[Source records]
..........

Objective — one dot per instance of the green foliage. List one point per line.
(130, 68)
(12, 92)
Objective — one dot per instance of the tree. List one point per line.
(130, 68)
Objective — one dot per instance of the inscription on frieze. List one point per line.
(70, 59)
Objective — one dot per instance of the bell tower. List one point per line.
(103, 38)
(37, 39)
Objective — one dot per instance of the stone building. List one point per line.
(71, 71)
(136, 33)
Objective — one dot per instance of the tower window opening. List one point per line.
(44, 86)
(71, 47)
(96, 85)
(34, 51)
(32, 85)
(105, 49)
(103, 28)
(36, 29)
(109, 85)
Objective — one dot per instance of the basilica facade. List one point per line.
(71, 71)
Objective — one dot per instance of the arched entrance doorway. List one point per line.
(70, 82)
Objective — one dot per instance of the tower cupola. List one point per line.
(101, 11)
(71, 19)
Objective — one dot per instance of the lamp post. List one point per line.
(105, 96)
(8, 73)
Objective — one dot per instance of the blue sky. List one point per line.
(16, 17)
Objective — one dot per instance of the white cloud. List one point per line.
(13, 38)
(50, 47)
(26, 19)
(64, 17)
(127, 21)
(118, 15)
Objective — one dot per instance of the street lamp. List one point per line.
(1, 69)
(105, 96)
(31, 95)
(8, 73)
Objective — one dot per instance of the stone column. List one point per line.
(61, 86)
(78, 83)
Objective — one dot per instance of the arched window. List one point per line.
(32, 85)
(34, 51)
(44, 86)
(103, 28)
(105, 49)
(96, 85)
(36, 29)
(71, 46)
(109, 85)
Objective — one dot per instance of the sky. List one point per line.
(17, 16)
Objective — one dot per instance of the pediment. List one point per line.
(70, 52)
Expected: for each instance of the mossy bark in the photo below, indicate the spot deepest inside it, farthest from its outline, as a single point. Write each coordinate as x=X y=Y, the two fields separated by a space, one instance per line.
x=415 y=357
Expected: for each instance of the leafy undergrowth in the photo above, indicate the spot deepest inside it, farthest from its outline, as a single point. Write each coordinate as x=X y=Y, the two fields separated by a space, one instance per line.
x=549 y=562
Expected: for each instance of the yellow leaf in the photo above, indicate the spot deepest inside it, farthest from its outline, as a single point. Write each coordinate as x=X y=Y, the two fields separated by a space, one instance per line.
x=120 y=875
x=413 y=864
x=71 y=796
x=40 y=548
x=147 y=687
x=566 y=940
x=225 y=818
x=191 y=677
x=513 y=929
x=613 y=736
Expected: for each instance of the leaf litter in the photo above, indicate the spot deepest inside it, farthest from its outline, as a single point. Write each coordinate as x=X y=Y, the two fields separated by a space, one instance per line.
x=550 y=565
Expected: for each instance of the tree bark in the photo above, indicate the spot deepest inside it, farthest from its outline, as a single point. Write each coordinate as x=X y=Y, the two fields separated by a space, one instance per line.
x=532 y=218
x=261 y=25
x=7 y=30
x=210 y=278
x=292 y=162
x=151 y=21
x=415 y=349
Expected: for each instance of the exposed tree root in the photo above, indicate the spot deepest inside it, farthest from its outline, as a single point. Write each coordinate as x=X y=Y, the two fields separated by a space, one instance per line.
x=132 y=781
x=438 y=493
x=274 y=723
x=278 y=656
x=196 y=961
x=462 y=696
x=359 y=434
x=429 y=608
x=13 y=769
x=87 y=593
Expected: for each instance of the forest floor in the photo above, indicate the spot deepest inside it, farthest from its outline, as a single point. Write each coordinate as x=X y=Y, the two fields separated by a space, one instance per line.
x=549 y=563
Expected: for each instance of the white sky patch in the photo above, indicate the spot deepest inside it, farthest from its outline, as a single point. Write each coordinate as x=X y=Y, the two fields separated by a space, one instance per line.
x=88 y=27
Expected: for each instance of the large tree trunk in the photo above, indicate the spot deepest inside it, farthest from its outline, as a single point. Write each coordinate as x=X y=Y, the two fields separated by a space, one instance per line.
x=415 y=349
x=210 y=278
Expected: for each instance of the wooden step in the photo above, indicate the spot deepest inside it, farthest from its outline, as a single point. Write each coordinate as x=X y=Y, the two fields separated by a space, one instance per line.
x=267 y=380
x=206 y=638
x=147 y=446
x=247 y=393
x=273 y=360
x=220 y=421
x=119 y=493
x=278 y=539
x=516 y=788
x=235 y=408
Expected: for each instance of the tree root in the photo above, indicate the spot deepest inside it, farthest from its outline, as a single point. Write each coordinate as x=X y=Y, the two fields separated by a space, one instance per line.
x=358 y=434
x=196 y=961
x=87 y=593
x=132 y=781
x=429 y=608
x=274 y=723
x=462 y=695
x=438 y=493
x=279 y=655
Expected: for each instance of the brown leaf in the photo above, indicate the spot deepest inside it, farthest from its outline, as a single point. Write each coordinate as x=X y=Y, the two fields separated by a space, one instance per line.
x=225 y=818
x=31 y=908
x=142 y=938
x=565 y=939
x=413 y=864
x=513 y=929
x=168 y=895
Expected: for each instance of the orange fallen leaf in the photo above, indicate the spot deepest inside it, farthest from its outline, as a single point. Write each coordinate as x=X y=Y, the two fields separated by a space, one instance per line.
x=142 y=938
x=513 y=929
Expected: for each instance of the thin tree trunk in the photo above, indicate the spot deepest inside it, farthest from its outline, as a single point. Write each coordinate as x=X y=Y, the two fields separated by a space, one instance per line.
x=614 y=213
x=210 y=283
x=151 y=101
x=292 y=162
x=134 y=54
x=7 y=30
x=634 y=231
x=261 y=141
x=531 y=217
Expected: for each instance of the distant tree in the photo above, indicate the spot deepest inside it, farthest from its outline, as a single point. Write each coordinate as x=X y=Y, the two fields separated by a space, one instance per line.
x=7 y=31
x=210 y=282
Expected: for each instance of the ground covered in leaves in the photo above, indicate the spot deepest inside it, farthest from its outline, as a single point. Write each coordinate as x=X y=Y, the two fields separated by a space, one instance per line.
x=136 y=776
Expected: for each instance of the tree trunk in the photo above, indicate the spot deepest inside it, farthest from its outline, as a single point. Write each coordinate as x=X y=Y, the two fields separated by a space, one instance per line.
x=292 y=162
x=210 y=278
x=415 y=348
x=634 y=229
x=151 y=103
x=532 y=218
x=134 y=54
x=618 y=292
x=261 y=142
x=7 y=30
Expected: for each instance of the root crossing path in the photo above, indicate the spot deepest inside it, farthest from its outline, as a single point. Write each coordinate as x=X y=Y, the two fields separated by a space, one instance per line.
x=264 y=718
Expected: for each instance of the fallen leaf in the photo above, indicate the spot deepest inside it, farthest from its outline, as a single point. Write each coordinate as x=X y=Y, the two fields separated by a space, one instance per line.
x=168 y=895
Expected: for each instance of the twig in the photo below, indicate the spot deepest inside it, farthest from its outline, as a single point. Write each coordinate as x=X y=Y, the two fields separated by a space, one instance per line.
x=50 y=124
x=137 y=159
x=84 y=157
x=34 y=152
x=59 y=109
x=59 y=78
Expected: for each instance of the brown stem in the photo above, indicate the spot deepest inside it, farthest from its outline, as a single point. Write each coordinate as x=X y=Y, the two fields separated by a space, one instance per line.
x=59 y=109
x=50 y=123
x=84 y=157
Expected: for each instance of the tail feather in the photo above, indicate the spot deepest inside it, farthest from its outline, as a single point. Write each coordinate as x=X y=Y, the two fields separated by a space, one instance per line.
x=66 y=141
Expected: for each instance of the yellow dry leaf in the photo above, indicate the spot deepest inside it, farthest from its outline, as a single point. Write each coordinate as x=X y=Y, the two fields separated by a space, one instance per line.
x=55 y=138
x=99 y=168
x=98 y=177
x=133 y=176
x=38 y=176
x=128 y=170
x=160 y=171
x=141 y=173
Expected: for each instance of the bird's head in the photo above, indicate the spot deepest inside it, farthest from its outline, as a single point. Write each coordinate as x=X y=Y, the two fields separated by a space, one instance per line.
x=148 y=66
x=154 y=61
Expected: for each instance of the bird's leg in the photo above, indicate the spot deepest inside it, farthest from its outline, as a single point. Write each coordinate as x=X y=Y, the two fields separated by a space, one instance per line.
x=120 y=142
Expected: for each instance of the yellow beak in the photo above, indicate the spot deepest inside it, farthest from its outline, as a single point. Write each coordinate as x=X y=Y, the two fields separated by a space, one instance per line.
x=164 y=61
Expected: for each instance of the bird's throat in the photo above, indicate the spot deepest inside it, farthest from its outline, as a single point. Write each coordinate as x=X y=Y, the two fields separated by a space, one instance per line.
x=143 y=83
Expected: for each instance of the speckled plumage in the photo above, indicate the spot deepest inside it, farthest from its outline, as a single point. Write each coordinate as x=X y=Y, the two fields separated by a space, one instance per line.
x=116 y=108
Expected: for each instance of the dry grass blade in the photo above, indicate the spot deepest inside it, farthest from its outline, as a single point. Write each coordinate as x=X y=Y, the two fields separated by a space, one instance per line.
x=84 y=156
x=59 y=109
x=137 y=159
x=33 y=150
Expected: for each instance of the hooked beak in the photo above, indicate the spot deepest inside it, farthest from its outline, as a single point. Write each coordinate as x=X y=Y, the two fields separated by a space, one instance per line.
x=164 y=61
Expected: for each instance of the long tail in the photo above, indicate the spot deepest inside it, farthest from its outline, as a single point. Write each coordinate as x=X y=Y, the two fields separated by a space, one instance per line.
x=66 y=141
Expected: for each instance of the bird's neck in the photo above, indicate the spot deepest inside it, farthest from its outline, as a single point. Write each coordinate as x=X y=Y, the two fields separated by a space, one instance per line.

..........

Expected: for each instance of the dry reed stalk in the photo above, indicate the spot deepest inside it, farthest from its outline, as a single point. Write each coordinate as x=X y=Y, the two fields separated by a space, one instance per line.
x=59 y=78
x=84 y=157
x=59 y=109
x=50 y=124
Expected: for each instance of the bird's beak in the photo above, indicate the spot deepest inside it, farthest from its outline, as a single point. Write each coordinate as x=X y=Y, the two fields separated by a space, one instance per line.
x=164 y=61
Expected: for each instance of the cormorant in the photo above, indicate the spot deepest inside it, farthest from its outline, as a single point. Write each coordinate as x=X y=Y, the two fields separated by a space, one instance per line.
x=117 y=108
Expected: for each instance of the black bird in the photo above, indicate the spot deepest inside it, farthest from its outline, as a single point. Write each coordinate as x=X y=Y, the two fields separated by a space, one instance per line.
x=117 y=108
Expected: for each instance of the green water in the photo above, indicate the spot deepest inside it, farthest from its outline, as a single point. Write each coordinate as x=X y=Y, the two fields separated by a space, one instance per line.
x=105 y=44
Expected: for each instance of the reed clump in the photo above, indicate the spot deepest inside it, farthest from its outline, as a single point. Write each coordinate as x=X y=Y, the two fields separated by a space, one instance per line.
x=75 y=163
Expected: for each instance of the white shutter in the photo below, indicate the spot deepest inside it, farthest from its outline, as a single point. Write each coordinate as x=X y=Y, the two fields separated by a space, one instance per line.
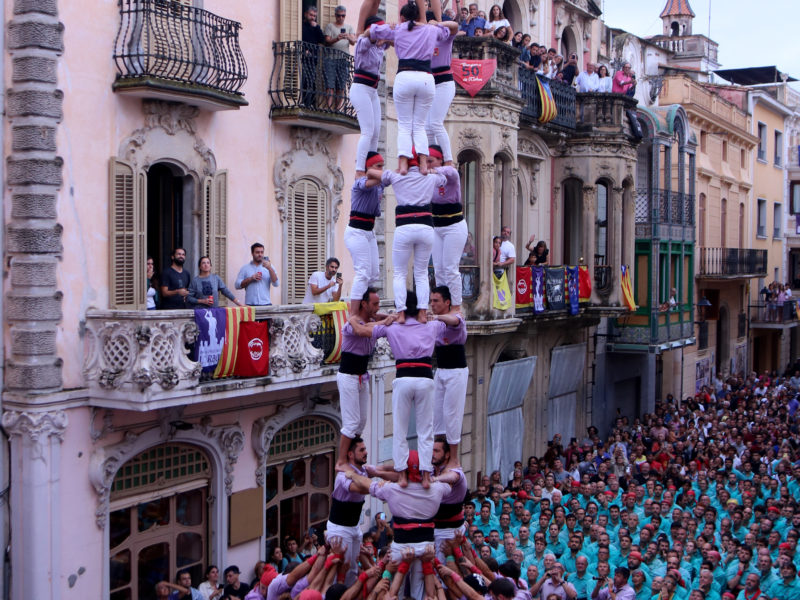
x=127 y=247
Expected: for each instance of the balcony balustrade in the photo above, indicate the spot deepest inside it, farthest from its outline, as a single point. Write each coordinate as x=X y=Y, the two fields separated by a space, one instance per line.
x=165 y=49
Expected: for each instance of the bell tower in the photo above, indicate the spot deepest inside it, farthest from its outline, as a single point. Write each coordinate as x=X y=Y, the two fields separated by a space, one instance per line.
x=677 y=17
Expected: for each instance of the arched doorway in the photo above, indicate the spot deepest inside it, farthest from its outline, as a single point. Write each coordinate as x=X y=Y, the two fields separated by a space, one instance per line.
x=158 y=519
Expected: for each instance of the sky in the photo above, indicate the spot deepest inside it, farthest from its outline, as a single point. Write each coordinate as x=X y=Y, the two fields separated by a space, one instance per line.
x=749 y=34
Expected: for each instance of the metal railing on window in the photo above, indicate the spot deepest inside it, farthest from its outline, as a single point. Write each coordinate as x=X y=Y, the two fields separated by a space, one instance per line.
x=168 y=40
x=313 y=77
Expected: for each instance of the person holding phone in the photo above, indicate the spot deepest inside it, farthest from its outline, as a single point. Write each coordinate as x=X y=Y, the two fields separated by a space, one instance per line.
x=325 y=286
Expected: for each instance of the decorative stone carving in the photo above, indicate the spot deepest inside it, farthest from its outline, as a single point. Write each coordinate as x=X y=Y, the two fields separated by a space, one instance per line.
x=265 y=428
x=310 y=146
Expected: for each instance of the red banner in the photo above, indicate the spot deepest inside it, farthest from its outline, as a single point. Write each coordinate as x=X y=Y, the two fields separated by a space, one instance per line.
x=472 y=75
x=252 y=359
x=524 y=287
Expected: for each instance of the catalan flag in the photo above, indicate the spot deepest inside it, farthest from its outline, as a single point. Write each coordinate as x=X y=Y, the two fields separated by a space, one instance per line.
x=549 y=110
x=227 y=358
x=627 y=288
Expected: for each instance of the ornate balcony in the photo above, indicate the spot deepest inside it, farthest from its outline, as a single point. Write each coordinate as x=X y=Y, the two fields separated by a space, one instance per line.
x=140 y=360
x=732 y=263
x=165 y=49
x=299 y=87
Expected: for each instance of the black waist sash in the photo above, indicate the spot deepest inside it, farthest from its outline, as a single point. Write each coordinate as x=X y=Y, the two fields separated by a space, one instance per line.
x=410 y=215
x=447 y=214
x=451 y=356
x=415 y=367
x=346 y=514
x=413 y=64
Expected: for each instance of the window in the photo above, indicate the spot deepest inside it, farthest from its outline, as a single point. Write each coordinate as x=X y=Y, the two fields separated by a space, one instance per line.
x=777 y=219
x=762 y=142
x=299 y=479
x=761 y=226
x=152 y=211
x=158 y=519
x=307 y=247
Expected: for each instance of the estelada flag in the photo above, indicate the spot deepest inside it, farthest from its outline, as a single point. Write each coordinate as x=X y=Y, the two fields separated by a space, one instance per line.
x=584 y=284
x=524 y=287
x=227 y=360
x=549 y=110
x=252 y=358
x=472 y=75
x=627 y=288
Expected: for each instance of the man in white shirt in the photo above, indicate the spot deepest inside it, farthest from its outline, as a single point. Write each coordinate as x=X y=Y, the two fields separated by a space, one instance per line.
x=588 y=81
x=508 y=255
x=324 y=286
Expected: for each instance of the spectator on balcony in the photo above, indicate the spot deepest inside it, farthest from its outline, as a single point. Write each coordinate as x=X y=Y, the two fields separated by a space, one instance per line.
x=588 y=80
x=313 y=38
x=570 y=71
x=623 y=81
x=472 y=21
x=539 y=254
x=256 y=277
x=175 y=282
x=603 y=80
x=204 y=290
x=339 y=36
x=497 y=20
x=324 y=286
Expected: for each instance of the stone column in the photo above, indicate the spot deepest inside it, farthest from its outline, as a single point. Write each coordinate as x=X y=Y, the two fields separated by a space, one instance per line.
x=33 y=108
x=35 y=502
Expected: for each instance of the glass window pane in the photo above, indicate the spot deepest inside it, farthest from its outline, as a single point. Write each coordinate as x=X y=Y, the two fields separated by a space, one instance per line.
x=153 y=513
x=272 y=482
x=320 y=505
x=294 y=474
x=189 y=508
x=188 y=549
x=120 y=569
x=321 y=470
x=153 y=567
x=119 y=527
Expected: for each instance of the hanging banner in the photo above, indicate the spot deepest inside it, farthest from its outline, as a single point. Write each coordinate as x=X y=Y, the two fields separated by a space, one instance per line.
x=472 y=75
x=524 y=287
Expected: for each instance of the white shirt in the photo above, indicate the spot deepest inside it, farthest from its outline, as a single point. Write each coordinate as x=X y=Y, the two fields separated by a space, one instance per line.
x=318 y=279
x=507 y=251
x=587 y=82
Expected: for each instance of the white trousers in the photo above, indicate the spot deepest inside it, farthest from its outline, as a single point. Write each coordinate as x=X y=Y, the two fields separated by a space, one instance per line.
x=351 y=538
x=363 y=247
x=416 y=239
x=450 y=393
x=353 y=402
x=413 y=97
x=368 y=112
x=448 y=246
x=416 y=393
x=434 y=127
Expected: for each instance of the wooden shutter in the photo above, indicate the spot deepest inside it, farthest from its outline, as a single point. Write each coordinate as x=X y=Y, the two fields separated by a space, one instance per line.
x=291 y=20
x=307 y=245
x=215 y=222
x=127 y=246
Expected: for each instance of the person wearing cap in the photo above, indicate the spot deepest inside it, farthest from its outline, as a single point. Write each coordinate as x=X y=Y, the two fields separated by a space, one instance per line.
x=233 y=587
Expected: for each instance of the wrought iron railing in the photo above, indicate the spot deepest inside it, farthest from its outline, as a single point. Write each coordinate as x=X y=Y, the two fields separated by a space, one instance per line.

..........

Of the entries above, transcribe exactly those lines that fall between the line containing "Expected: for each instance of the wooden shutter" and the line containing "Expected: for each instance of the wrought", together with those two lines.

* **Task result**:
Expected: for each instance of the wooden shutter in the photo above, indicate the spot deepest inside it, farthest from its outline, as a single point. Write each coordinate as x=X y=Y, the two fields separated by a space, one instance per line.
x=291 y=20
x=307 y=245
x=215 y=222
x=127 y=246
Expected: for each instance of the person wearing cap in the photo above, indicate the spot deepest inside it, farthest from its outline, as a single point. Write each coordinate as x=X y=Y, the two fields separated by a space, one instance per line.
x=233 y=587
Expected: for each instance of the wrought iron railing in the photo above, indicate the spot deepest inside it, farthest from its outline, as a single point. Write each coordinate as x=X y=Y, the two fields separated by a space, one instance per line.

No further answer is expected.